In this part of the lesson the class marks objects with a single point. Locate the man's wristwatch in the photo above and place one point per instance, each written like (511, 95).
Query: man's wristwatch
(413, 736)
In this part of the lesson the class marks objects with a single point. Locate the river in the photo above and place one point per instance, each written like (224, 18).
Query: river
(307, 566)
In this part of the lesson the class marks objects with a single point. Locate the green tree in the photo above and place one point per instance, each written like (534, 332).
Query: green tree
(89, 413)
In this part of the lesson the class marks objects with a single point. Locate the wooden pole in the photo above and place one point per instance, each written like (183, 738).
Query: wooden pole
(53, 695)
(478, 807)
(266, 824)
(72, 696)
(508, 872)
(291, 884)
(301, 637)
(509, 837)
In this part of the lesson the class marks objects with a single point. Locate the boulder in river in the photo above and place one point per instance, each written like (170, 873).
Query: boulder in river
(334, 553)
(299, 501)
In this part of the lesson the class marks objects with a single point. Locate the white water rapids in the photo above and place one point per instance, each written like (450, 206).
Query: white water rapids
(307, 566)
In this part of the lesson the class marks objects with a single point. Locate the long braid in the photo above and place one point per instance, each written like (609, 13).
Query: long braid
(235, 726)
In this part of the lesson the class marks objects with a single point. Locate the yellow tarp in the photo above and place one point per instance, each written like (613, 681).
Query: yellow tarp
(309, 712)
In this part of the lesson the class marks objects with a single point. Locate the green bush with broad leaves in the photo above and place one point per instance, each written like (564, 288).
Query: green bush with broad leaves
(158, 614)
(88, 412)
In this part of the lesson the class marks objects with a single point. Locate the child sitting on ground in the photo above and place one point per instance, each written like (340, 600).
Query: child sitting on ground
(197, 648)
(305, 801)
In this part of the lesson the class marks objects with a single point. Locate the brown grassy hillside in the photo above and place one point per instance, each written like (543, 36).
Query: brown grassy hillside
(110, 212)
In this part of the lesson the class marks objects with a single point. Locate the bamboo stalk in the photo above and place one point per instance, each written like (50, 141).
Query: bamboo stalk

══════

*Exercise goal*:
Put each line of the entries above into a two-column Markdown table. Use the headers "No." and "Text", number the rows in order, and leave out any blank lines.

*Correct output*:
| No. | Text |
|---|---|
| 1 | In this part of the lesson the class marks objects with a single point. Locate the man's wristwatch in the photo above and place one point per instance, each written like (511, 95). |
| 2 | Query: man's wristwatch |
| 3 | (413, 736) |
| 4 | In this part of the lesson the class marks objects with a single point. Locate the river in the photo above and place one point per instance, each written like (224, 18). |
| 5 | Query: river |
| 6 | (307, 566) |
| 7 | In this part of the lesson the class marks objects with a single point. Locate the green tree in the photo above and place one point per instance, each written like (534, 332). |
| 8 | Query: green tree |
| 9 | (89, 413) |
| 10 | In this part of the lesson the class marks objects with a single point. Locate the wooden pole in the photo above and place one point per instance, each written like (183, 738). |
| 11 | Query: wooden pole |
| 12 | (53, 695) |
| 13 | (478, 807) |
| 14 | (266, 824) |
| 15 | (72, 696) |
| 16 | (508, 872) |
| 17 | (291, 884) |
| 18 | (301, 637) |
| 19 | (509, 837) |
| 20 | In this part of the lesson the class marks objects with a single point. Locate the boulder in river in the photo above and place one point per instance, each written like (170, 873). |
| 21 | Query: boulder in river |
| 22 | (334, 553) |
| 23 | (299, 501) |
| 24 | In this part of the lesson the class marks objects with a single point. Locate the white water rapids in the photo above and place one point per instance, each written like (450, 206). |
| 25 | Query: white water rapids |
| 26 | (307, 566) |
| 27 | In this part of the lesson the class marks objects with a single point. Locate the long braid in the photo above and place one point per instance, each written like (609, 13). |
| 28 | Query: long braid |
| 29 | (235, 726) |
| 30 | In this part of the lesson the class marks objects with a single point. Locate the yellow tarp in the photo above and place one point per instance, each written like (613, 681). |
| 31 | Query: yellow tarp |
| 32 | (309, 712) |
| 33 | In this part of the lesson the class marks objects with a single point. Locate the green bush with broad leaves in the photo above and place one point per instance, each written like (564, 288). |
| 34 | Query: green bush with broad leaves |
| 35 | (158, 614) |
| 36 | (88, 412) |
| 37 | In this part of the lesson the class marks objects with a single point. Locate the child sitting on ground in the photo above and place one point per instance, each written like (340, 600). |
| 38 | Query: child sitting on ground |
| 39 | (197, 648) |
| 40 | (305, 801) |
| 41 | In this part of the lesson the class marks objects with a single point. Locate the brown grassy hillside in the photo above and place one point per instance, each written like (543, 36). |
| 42 | Query: brown grassy hillside |
| 43 | (110, 212) |
| 44 | In this part of the lesson the class marks objects with a single point. Locate the bamboo stalk in the photo above and place one point per instance, each written like (50, 141). |
| 45 | Query: bamboo stalk |